*Reading passage:*
□ □ □

MPI+OpenMP job submission script on LSF - sockets

I am very new to LSF. I have 4 nodes with with 2 sockets per node. Each node is having 8 cores. I have developed hybrid MPI+OpenMP code. I am submitting the job like the following which asks each core to perform one MPI task. So I loose the power of OpenMP.
##BSUB -n 64
I wish to submit the job so that each socket runs one MPI task rather than each core so that the cores inside the socket can be used for OpenMP. How can I build up job submit scripts to optimize the power of the Hybridization in my code.

First of all, the BSUB sentinels have to be preceded by a single # sign, otherwise they are skipped over as a regular comments.

□ □ □

*What to work on:*
a. Answer these questions from the LSF thread:
(i) How many sockets does each node have?
(ii) What directive line is given for submitting the job?
(iii) How many # signs should come before the BSUB sentinels?
b. Return everything in the LSF thread from "##BSUB -n 64" down to "in my code.".

*Rows:*
□ □ □

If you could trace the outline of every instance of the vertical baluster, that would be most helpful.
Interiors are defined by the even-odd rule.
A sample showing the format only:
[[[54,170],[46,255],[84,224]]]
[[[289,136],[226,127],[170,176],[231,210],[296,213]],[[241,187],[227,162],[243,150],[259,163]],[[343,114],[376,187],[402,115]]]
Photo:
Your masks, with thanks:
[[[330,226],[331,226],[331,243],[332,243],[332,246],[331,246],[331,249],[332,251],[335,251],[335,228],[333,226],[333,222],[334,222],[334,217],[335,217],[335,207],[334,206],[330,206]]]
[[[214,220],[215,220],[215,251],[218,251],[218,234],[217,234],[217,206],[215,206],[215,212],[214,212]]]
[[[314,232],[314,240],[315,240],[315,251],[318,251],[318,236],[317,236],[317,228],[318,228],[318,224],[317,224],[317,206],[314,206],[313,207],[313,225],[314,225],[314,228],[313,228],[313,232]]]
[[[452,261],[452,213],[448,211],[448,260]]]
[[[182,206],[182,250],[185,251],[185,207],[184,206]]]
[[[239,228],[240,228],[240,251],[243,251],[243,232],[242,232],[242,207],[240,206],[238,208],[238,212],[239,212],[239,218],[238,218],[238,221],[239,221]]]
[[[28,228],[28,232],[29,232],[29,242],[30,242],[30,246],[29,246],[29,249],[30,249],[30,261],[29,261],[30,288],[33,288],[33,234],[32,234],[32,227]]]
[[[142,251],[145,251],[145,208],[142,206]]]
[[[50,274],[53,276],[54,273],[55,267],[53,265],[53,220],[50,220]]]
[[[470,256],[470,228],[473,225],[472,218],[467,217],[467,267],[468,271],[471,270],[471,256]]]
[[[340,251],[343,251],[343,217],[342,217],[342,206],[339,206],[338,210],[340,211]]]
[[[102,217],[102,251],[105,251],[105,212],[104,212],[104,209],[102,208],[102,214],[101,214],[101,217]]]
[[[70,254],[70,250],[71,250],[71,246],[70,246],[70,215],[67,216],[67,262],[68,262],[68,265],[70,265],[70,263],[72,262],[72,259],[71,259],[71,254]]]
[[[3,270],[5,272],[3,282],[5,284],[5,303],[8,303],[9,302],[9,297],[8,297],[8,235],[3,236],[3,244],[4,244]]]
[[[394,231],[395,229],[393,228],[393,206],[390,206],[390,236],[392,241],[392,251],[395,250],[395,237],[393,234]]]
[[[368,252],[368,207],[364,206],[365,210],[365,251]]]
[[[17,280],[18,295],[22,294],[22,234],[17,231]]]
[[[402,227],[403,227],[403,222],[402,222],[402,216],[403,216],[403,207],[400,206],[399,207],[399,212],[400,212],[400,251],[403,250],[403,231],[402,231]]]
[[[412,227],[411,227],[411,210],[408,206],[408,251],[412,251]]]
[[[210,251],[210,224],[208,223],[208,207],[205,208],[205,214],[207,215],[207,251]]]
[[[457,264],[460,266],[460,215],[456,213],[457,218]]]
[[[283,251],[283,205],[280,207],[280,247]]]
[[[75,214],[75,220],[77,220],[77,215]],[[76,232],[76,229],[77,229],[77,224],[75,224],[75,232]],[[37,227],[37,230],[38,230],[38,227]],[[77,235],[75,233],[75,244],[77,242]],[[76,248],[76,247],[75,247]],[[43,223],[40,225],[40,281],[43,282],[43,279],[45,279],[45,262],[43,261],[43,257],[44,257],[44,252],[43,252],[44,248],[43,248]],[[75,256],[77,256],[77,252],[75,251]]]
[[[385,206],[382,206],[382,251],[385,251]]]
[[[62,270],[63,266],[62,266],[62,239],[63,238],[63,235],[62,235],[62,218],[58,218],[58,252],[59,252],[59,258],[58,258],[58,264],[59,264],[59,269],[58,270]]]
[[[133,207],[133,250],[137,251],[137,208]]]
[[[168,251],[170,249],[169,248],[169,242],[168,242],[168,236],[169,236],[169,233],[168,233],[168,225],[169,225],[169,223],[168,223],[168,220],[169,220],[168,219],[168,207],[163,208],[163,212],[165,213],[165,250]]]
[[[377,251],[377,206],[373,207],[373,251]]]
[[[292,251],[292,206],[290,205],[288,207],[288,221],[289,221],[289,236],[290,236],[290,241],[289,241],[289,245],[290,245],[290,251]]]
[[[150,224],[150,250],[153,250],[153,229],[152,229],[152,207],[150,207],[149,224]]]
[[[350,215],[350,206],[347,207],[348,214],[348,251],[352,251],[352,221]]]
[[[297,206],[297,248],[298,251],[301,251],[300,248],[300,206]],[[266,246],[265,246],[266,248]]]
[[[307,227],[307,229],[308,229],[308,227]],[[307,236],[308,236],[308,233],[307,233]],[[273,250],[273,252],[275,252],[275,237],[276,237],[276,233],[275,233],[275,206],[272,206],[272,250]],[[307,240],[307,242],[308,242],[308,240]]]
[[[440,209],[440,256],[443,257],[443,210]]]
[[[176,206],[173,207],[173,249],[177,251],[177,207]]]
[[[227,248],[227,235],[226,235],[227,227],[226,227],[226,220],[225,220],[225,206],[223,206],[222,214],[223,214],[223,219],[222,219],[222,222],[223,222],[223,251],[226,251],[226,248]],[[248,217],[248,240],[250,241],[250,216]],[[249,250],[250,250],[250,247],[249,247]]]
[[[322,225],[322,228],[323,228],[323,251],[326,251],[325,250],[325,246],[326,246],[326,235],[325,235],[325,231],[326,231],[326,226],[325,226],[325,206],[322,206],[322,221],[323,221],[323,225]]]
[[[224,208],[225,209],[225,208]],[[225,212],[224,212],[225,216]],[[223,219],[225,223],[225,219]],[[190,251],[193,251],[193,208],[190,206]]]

□ □ □

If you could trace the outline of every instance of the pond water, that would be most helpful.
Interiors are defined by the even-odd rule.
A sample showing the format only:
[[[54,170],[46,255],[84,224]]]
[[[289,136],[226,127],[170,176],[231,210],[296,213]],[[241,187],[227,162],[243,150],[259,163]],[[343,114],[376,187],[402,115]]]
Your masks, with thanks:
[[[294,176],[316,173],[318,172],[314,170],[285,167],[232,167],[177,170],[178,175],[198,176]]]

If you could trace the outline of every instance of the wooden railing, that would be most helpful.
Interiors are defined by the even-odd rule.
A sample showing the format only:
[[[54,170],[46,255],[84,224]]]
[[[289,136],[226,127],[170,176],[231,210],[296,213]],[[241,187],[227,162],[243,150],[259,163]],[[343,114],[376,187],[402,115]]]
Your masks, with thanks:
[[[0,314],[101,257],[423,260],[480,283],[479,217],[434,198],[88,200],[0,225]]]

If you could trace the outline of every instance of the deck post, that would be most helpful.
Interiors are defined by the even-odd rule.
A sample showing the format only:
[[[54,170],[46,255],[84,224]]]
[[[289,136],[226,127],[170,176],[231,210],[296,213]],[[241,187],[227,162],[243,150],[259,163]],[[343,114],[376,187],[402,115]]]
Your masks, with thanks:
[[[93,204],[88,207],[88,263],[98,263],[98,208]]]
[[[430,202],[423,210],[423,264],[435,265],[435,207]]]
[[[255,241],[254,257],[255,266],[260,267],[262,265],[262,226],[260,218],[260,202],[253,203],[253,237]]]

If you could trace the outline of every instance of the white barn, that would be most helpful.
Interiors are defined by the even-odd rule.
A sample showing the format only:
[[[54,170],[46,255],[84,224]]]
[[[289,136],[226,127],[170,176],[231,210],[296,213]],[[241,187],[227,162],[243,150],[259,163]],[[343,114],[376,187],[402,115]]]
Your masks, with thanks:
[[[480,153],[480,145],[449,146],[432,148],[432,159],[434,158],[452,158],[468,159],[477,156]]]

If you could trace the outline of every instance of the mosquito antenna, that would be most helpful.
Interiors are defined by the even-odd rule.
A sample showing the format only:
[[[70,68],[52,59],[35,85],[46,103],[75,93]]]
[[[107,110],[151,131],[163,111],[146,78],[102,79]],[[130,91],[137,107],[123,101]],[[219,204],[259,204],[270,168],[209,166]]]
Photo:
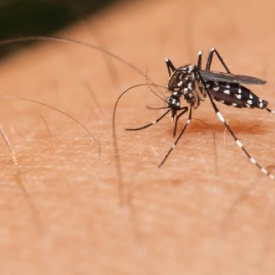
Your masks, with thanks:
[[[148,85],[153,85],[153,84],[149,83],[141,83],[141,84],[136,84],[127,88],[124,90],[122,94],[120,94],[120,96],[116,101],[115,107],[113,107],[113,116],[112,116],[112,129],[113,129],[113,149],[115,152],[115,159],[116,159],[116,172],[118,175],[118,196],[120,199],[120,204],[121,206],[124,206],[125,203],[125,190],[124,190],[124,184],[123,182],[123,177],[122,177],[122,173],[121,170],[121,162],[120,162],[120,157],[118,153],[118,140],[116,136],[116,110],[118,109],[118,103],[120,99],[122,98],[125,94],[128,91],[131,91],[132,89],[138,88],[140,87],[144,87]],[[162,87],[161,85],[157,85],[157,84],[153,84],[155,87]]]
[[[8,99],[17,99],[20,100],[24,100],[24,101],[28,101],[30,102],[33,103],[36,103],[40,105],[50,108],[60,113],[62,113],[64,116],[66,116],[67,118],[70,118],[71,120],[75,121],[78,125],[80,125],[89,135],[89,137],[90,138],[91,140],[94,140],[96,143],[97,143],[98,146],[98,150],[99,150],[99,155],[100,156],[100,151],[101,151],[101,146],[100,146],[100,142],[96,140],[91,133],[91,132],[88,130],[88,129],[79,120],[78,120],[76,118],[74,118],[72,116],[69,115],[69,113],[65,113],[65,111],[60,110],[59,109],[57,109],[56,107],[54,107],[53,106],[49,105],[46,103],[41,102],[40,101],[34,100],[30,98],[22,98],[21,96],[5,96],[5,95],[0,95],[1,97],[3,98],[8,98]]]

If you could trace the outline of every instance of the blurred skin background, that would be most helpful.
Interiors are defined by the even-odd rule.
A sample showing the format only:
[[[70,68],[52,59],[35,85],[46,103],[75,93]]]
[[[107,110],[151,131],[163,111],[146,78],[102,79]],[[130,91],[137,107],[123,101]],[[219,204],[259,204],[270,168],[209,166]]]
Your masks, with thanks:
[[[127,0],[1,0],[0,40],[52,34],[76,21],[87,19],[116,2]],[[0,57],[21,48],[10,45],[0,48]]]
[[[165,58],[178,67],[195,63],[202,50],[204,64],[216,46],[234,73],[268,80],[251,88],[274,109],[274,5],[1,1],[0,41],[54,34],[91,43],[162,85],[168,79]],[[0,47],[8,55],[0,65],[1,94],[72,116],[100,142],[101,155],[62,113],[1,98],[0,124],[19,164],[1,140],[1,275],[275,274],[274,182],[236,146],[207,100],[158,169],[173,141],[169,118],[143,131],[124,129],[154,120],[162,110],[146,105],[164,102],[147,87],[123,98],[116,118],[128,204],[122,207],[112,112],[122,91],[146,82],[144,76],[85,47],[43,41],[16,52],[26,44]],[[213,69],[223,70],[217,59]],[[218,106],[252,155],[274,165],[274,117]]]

□ □ □

*Responses per task:*
a.
(i) 2
(ii) ##BSUB -n 64
(iii) A single # sign

b.
##BSUB -n 64
I wish to submit the job so that each socket runs one MPI task rather than each core so that the cores inside the socket can be used for OpenMP. How can I build up job submit scripts to optimize the power of the Hybridization in my code.